## Your objective
At the line that includes "the sky, the", begin writing out the entries below exactly, and continue through the last line without adding anything.

++++

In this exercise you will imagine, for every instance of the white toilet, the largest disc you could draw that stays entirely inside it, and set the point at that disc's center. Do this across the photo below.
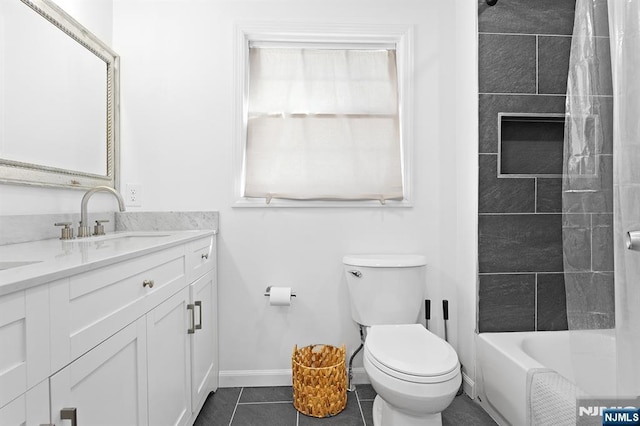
(415, 373)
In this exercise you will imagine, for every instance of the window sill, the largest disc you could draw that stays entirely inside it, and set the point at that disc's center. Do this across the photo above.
(281, 203)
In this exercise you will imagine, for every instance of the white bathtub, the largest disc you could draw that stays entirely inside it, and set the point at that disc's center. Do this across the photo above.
(504, 359)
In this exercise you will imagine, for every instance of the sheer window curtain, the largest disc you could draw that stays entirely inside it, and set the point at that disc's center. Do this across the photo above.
(323, 124)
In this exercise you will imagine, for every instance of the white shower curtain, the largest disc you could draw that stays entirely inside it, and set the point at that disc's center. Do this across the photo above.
(624, 27)
(602, 176)
(587, 199)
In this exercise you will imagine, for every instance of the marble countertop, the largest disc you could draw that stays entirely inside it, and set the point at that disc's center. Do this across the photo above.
(34, 263)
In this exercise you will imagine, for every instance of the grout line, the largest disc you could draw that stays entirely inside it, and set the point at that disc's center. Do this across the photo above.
(364, 422)
(236, 407)
(537, 68)
(535, 303)
(535, 34)
(535, 195)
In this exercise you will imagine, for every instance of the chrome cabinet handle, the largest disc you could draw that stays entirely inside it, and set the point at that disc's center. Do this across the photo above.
(198, 303)
(70, 414)
(191, 329)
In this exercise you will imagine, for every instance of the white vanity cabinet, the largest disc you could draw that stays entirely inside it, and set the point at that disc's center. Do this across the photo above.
(24, 357)
(204, 338)
(105, 386)
(130, 343)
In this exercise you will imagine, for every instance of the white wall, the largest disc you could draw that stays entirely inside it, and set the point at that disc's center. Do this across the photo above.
(177, 140)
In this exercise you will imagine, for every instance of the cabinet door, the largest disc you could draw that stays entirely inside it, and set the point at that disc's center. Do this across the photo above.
(107, 385)
(24, 341)
(204, 342)
(168, 359)
(30, 409)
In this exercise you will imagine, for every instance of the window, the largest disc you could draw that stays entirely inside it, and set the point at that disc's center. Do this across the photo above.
(322, 120)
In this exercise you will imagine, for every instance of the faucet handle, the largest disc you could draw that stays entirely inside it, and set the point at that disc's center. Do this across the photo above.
(98, 229)
(67, 231)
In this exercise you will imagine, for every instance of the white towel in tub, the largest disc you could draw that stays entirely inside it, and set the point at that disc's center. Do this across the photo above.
(551, 399)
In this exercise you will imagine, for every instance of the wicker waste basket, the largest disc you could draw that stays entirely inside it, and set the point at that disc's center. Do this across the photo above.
(319, 380)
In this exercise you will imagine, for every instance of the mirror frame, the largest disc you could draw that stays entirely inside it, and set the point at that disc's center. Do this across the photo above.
(23, 173)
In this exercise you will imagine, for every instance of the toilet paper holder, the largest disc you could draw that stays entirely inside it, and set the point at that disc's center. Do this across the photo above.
(267, 292)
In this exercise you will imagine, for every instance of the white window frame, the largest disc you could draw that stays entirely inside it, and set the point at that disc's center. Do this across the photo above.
(341, 35)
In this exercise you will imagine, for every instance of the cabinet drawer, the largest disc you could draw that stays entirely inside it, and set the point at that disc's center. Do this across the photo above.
(24, 346)
(92, 306)
(201, 257)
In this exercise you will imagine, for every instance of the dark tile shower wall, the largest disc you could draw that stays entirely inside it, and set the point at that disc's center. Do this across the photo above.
(523, 58)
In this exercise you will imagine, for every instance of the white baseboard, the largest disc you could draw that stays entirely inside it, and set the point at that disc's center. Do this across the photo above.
(262, 378)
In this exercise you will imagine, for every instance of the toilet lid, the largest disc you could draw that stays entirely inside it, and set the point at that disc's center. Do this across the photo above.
(411, 349)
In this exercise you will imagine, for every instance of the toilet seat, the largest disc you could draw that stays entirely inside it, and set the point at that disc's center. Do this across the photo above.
(412, 353)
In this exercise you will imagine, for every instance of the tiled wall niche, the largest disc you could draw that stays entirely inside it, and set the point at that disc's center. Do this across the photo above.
(523, 64)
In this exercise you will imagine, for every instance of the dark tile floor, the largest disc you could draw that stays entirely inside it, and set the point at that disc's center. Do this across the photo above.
(272, 406)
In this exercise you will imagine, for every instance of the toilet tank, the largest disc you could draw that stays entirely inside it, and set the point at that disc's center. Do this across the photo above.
(385, 289)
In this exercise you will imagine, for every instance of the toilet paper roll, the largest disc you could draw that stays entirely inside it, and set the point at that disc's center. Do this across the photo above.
(280, 296)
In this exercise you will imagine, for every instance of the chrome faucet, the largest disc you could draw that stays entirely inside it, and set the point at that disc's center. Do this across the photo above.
(83, 229)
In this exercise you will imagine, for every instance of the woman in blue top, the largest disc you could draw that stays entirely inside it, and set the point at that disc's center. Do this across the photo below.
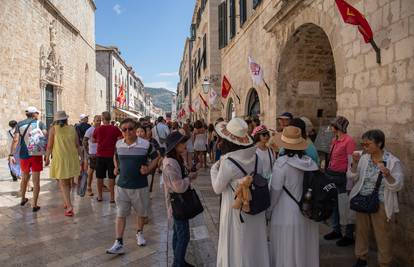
(311, 149)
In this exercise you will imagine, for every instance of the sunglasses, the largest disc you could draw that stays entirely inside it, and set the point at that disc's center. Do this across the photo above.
(130, 129)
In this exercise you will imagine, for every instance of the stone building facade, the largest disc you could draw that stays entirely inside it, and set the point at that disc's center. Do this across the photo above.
(38, 41)
(111, 65)
(317, 66)
(202, 61)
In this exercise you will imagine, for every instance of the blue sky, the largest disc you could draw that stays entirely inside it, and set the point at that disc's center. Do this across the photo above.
(149, 33)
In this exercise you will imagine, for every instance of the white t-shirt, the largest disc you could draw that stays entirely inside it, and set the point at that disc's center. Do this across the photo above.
(92, 146)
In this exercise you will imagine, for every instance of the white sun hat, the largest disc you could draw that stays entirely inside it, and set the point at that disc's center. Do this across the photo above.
(235, 131)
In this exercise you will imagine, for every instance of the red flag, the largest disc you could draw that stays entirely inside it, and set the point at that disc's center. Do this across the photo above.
(352, 16)
(121, 95)
(225, 87)
(204, 101)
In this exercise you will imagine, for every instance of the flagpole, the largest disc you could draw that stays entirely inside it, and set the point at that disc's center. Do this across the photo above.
(377, 50)
(267, 86)
(236, 94)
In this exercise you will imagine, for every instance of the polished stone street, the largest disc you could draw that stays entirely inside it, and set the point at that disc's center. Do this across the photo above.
(48, 238)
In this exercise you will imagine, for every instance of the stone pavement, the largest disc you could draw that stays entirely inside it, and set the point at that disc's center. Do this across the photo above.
(48, 238)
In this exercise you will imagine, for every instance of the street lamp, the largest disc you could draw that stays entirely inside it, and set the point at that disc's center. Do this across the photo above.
(206, 86)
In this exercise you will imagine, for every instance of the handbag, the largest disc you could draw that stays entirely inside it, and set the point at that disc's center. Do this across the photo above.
(367, 204)
(82, 184)
(185, 205)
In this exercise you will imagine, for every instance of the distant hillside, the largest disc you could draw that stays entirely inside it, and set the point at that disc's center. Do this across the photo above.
(161, 97)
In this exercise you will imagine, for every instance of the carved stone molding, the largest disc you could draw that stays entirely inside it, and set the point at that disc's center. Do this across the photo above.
(51, 68)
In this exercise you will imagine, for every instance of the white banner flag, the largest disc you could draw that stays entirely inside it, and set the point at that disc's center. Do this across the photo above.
(213, 97)
(256, 72)
(196, 104)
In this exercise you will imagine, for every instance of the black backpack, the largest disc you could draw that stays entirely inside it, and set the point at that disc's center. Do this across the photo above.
(324, 196)
(259, 190)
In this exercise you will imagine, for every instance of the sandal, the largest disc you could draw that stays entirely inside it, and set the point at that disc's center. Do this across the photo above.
(24, 201)
(36, 209)
(69, 213)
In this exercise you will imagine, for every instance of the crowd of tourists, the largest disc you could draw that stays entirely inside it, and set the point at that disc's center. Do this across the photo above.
(274, 189)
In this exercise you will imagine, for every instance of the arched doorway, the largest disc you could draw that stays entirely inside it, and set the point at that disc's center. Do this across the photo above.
(253, 104)
(231, 110)
(306, 82)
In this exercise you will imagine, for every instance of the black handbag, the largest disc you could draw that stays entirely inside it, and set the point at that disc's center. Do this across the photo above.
(367, 204)
(186, 205)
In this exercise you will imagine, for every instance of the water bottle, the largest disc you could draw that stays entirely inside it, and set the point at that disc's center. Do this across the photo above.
(307, 203)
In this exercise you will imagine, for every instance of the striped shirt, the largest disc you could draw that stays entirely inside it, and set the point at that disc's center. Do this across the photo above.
(131, 158)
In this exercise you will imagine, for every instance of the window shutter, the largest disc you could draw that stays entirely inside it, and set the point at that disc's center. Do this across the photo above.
(222, 25)
(243, 11)
(205, 51)
(232, 18)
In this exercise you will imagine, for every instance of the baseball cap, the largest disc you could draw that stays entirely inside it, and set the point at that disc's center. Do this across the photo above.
(82, 116)
(32, 109)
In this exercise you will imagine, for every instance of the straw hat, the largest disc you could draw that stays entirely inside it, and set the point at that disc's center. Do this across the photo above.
(61, 115)
(291, 138)
(173, 139)
(261, 129)
(235, 131)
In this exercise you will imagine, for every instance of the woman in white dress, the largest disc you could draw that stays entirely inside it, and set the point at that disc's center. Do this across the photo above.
(294, 239)
(240, 244)
(200, 143)
(264, 154)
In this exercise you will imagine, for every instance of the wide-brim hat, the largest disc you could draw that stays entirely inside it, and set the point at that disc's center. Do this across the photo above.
(291, 138)
(32, 110)
(60, 116)
(235, 131)
(261, 129)
(173, 139)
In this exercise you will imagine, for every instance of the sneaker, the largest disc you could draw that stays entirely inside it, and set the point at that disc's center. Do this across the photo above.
(361, 263)
(117, 248)
(332, 236)
(141, 240)
(345, 241)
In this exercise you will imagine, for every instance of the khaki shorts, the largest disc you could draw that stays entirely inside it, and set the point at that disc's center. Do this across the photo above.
(137, 198)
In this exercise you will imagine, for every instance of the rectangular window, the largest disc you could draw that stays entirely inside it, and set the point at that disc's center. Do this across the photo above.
(243, 12)
(256, 3)
(198, 17)
(222, 25)
(205, 51)
(186, 88)
(232, 18)
(193, 32)
(199, 63)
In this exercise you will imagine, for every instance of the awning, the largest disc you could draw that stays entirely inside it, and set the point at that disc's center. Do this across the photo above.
(129, 113)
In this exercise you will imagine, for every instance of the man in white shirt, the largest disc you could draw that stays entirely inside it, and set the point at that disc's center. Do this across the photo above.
(160, 132)
(90, 149)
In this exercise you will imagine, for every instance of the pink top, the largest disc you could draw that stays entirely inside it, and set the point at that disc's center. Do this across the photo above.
(341, 149)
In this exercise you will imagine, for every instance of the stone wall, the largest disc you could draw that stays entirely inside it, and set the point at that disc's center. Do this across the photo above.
(24, 29)
(368, 94)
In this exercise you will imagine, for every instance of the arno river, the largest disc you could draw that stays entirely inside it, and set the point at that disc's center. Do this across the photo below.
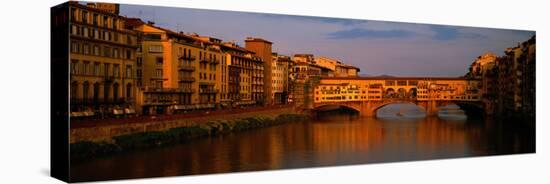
(335, 138)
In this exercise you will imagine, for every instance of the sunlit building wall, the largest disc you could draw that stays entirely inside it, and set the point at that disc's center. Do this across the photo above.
(102, 62)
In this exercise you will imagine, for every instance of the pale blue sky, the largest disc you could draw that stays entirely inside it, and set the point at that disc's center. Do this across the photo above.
(377, 47)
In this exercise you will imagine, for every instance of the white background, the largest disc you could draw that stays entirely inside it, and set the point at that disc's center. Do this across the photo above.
(24, 88)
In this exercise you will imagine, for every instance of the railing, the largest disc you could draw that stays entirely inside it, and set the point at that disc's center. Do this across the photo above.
(91, 101)
(186, 67)
(170, 90)
(187, 79)
(188, 57)
(208, 90)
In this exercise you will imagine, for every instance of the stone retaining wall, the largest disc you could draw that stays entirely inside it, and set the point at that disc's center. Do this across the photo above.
(106, 133)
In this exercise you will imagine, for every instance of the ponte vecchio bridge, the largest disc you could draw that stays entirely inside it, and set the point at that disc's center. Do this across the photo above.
(368, 94)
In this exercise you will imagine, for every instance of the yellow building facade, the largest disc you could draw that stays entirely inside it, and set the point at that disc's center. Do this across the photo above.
(102, 63)
(178, 72)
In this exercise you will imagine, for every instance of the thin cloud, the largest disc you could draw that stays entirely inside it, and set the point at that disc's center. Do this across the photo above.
(444, 33)
(366, 33)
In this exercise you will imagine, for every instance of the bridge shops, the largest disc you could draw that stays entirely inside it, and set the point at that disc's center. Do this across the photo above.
(366, 95)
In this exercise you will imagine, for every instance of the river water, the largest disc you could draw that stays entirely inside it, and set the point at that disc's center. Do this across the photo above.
(334, 138)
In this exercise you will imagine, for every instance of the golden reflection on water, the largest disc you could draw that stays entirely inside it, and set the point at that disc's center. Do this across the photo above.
(338, 139)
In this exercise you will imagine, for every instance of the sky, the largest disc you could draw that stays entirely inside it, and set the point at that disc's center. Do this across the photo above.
(376, 47)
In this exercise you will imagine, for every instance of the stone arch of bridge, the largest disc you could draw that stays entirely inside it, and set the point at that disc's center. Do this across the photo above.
(379, 106)
(353, 106)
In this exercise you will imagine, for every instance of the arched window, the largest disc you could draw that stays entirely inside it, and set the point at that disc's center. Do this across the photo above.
(85, 90)
(96, 92)
(106, 90)
(128, 91)
(115, 92)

++++

## Result of the exercise
In this exercise you will imagine, for every instance of the sky, the largest disc you could draw that stays entirely inside it, and set the point at that disc's center. Do this across the photo above.
(376, 47)
In this exercise you will imagine, for every instance of the stone arch of bridge, the largest disc you could draw that stays entirely inside it, and set the point at that disc's center. Do this across the photo above.
(379, 106)
(353, 106)
In this exercise you will imagine, for every instance of the arched window, the largest disc you could draw that stays entirely inside it, and set the point at that disc's center. Do this across the photo above.
(85, 90)
(96, 92)
(106, 90)
(128, 91)
(115, 92)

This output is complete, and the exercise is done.